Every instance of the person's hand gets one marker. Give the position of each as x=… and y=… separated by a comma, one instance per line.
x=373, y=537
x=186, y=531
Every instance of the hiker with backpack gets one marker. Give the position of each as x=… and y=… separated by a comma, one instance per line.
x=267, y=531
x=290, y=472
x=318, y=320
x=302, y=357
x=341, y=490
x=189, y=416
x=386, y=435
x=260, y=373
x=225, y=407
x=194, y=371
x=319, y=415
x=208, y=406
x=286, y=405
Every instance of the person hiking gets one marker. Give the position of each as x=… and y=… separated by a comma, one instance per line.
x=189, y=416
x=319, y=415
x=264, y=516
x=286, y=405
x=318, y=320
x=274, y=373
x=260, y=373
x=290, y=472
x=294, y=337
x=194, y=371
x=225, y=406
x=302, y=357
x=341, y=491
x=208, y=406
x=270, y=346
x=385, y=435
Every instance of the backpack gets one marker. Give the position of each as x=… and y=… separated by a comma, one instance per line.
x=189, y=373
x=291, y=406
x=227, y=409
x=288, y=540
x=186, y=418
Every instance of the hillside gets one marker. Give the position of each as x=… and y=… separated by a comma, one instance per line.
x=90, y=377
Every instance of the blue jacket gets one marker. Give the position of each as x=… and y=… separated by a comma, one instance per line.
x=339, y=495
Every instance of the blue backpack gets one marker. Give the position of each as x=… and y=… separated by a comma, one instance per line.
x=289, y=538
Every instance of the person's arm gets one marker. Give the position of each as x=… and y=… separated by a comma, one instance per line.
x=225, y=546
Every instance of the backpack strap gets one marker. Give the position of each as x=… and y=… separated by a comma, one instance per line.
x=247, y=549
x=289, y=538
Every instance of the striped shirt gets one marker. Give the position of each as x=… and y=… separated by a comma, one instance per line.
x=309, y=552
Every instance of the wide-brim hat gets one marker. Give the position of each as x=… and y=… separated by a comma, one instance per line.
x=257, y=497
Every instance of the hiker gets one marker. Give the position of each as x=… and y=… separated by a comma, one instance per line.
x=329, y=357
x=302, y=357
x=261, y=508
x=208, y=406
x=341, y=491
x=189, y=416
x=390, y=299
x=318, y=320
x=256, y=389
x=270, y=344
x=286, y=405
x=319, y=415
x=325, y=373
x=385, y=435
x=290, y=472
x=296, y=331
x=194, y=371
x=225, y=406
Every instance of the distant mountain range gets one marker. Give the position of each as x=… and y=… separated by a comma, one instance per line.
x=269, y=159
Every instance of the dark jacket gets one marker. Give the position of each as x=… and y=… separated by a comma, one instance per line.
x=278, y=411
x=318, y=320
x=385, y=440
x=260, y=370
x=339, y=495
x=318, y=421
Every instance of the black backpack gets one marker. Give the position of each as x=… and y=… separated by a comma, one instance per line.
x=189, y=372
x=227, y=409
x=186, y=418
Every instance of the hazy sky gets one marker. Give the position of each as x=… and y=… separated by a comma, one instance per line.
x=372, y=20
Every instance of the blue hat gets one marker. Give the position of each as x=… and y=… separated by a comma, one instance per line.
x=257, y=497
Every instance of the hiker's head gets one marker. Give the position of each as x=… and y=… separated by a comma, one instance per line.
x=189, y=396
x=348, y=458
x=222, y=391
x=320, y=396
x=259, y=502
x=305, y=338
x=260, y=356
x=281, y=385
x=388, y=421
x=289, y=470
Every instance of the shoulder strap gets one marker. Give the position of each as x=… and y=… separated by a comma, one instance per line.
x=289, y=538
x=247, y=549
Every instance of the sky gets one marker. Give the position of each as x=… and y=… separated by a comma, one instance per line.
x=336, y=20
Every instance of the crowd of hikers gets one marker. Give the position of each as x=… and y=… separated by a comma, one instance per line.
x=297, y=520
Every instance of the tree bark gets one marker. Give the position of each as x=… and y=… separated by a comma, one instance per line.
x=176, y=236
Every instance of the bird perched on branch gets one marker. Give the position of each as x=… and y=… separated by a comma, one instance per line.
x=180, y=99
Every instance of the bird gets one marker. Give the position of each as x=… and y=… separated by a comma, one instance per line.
========================
Requirements =
Reproduce the lines of the entries above exactly, but only from the line containing "Every instance of the hiker's" through the final line.

Worked answer =
Every instance of the hiker's head gets one marker. Give the position of each as x=… and y=… separated by a comma, one instance per line.
x=189, y=396
x=348, y=458
x=222, y=391
x=320, y=396
x=259, y=502
x=305, y=338
x=260, y=356
x=281, y=385
x=388, y=421
x=289, y=470
Every instance of the shoulder strap gets one marker. Give the position of each as x=… and y=… separated by a comma, one instance per line.
x=289, y=538
x=247, y=549
Every instance of the sky gets one marker. Give the position of each as x=… and y=… separated by a comma, one instance per line.
x=336, y=20
Every instance of the crowd of hikers gets one marker. Give the position of each as x=… and y=… separated by a comma, one instance per line.
x=297, y=520
Every instance of the tree bark gets one marker. Give the position of each as x=… and y=… separated by a comma, one instance per line.
x=176, y=236
Every instance of the bird perched on branch gets one marker. Give the position of each as x=… and y=… separated by a comma, one instance per line.
x=180, y=99
Every instance of the bird gets one marker. Give the position of each as x=… and y=… separated by a comma, one instance per line.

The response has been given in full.